• [Task]:
The pictures do not belong in the copy. Restate all of the records word for word.

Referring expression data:
○ ○ ○ ○ ○ ○ ○
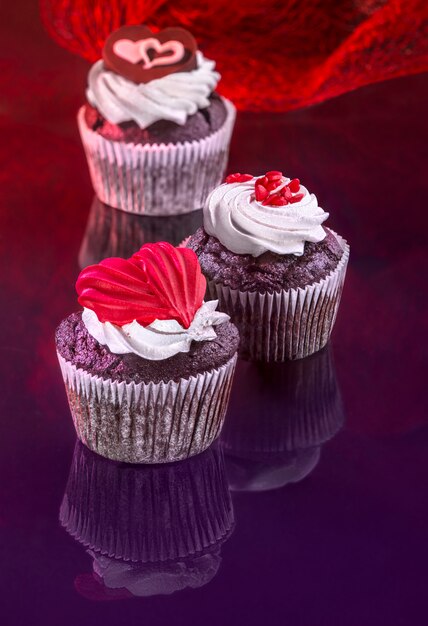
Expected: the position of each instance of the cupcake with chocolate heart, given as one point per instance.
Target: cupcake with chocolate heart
(147, 365)
(155, 133)
(273, 266)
○ ○ ○ ○ ○ ○ ○
• [Solution]:
Expected: the position of each instance of the cupcake with chocolate heart, given as one point per instance.
Target: cupcake with chocolate heart
(147, 365)
(155, 133)
(273, 266)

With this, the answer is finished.